# [Instruction]
Rewrite these rows with every "clicks" changed to "points" and everything else left as it is. Leave out the pictures.

(Working data begins)

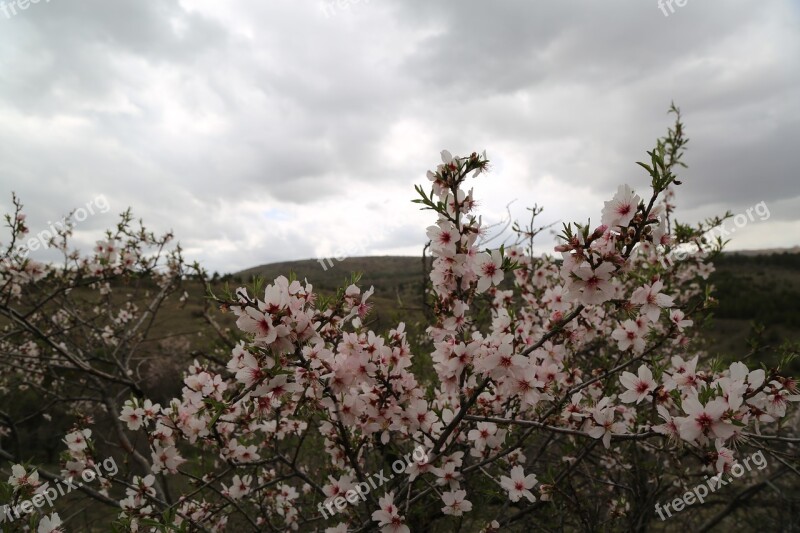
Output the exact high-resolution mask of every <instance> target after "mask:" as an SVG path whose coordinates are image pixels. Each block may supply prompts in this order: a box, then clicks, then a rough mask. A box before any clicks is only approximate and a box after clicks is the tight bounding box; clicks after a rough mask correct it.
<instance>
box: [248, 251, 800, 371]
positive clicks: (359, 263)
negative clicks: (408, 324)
mask: <svg viewBox="0 0 800 533" xmlns="http://www.w3.org/2000/svg"><path fill="white" fill-rule="evenodd" d="M715 265H716V268H717V271H716V272H715V273H714V274H713V275H712V276H711V278H710V279H711V281H712V283H713V284H714V285H715V286H716V292H715V296H716V297H717V298H718V299H719V307H718V308H717V310H716V312H715V319H714V321H713V322H712V326H711V331H710V343H709V347H708V348H709V350H710V351H711V352H712V353H718V354H720V355H723V356H725V357H726V358H727V357H734V358H739V357H743V356H744V355H745V354H747V353H748V351H749V348H748V345H747V342H746V340H747V338H748V337H749V336H750V335H751V334H752V332H753V325H754V323H760V324H763V325H764V326H765V330H764V332H763V334H762V337H763V338H764V339H765V340H766V341H767V342H768V343H769V344H770V345H771V346H775V345H778V344H780V343H782V342H784V341H786V340H790V341H795V342H798V341H800V252H797V251H795V250H794V249H793V250H792V251H785V250H784V251H771V250H765V251H745V252H731V253H725V254H722V256H720V257H719V258H717V260H716V261H715ZM326 266H327V265H326ZM290 272H294V273H295V274H296V275H297V277H298V278H300V279H303V278H307V279H308V280H309V281H310V282H311V283H312V284H313V285H314V286H315V287H316V288H318V289H320V290H322V291H323V292H325V293H330V292H333V291H334V290H335V289H336V287H338V286H341V285H342V284H343V283H344V282H345V280H346V279H348V278H349V276H350V274H351V273H352V272H361V273H362V274H363V275H362V278H361V282H360V283H359V285H360V286H361V287H363V288H368V287H369V286H371V285H374V286H375V288H376V291H375V295H374V296H373V300H372V301H373V303H374V305H375V309H374V311H375V315H374V317H373V318H374V319H376V320H377V322H378V324H377V325H378V327H379V328H380V327H386V326H390V325H391V324H393V323H396V322H397V321H399V320H405V321H407V322H413V321H414V320H418V319H420V318H421V317H422V314H421V301H422V300H421V294H422V285H421V283H422V263H421V259H420V258H419V257H398V256H384V257H350V258H346V259H344V260H343V261H335V260H334V262H333V266H332V267H328V268H327V269H323V268H322V266H321V265H320V263H319V262H317V261H316V260H311V259H309V260H305V261H289V262H283V263H273V264H269V265H262V266H258V267H254V268H250V269H247V270H244V271H242V272H239V273H237V274H234V275H233V276H232V278H233V279H235V280H238V281H247V280H249V279H250V278H251V277H252V276H254V275H260V276H263V277H264V278H266V279H267V280H272V279H274V278H275V277H277V276H279V275H288V274H289V273H290Z"/></svg>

(Working data ends)

# [Result below]
Output the exact high-resolution mask of every <instance> target after "mask:" as an SVG path whose coordinates are image pixels. Each block may supply prompts in this order: a box, then points, then a rough mask. A box before any points is only approximate and a box after points is the tight bounding box; points after a rough mask correct it.
<instance>
box: [248, 251, 800, 371]
positive points: (359, 263)
negative points: (408, 324)
mask: <svg viewBox="0 0 800 533" xmlns="http://www.w3.org/2000/svg"><path fill="white" fill-rule="evenodd" d="M715 265H716V268H717V271H716V272H715V273H714V274H713V275H712V276H711V278H710V279H711V281H712V283H713V284H714V285H715V286H716V292H715V296H716V297H717V298H718V299H719V307H718V308H717V310H716V312H715V319H714V321H713V322H712V326H711V331H710V343H709V347H708V348H709V350H710V351H711V352H712V353H718V354H720V355H723V356H725V357H726V358H727V357H734V358H739V357H743V356H744V355H745V354H747V353H748V351H749V348H748V345H747V342H746V340H747V338H748V337H749V336H750V335H751V334H752V332H753V325H754V323H760V324H763V325H764V326H765V330H764V332H763V334H762V337H763V338H764V339H765V340H766V341H767V342H768V343H769V344H770V345H771V346H775V345H778V344H780V343H782V342H784V341H786V340H790V341H795V342H798V341H800V252H797V251H795V250H794V249H793V250H792V251H785V250H784V251H771V250H765V251H745V252H731V253H725V254H722V256H720V257H719V258H717V260H716V261H715ZM326 266H327V265H326ZM290 272H294V273H295V274H296V275H297V277H298V278H300V279H303V278H307V279H308V280H309V281H310V282H311V283H312V284H313V285H314V286H315V287H316V288H318V289H320V290H322V291H323V292H325V293H330V292H333V291H334V290H335V289H336V287H338V286H341V285H342V284H343V283H344V282H345V280H346V279H348V278H349V276H350V274H351V273H352V272H361V273H362V274H363V275H362V278H361V282H360V283H359V285H360V286H361V287H363V288H368V287H369V286H371V285H374V286H375V288H376V291H375V295H374V296H373V300H372V301H373V303H374V305H375V309H374V311H375V315H374V317H373V318H374V319H376V320H377V322H378V324H377V325H378V327H379V328H380V327H386V326H390V325H391V324H393V323H396V322H397V321H399V320H405V321H407V322H413V321H414V320H418V319H420V318H421V317H422V314H421V301H422V300H421V294H422V285H421V283H422V263H421V259H420V258H419V257H398V256H384V257H350V258H346V259H344V260H343V261H335V260H334V262H333V266H332V267H328V268H327V269H323V268H322V266H321V265H320V263H319V262H317V261H316V260H311V259H309V260H305V261H289V262H283V263H273V264H269V265H262V266H258V267H254V268H250V269H247V270H244V271H242V272H239V273H237V274H234V275H233V276H232V278H233V279H235V280H238V281H247V280H249V279H250V278H251V277H252V276H254V275H260V276H263V277H264V278H266V279H267V280H272V279H274V278H275V277H277V276H279V275H288V274H289V273H290Z"/></svg>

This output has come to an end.